=== Begin Enclosure ===

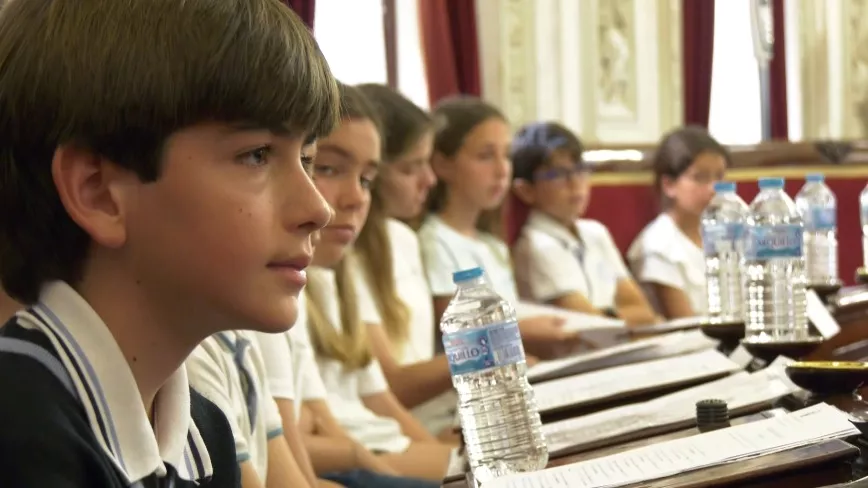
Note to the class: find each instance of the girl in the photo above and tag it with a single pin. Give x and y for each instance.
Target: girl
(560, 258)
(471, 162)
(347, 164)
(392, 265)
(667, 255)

=== End Enclosure ===
=== Begin Enclosure ===

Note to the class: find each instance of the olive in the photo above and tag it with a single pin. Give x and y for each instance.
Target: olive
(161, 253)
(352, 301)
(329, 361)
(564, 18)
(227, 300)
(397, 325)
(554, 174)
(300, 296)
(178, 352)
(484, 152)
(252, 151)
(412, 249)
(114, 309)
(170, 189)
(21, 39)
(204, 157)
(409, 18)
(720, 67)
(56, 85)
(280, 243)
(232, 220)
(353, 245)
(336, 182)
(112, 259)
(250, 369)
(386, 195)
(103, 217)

=== End Enclosure ===

YOUR OBJECTIVE:
For each line of the entries that contains the word "with", make a copy.

RESPONSE TO THIS EXERCISE:
Note to the class: find each instance of the girl in the photo above and tag it with a single pin. Give x and y for each instance.
Note to the class: find each instance of the olive in the photo above and tag it with a single pin. Give x and y for each instance.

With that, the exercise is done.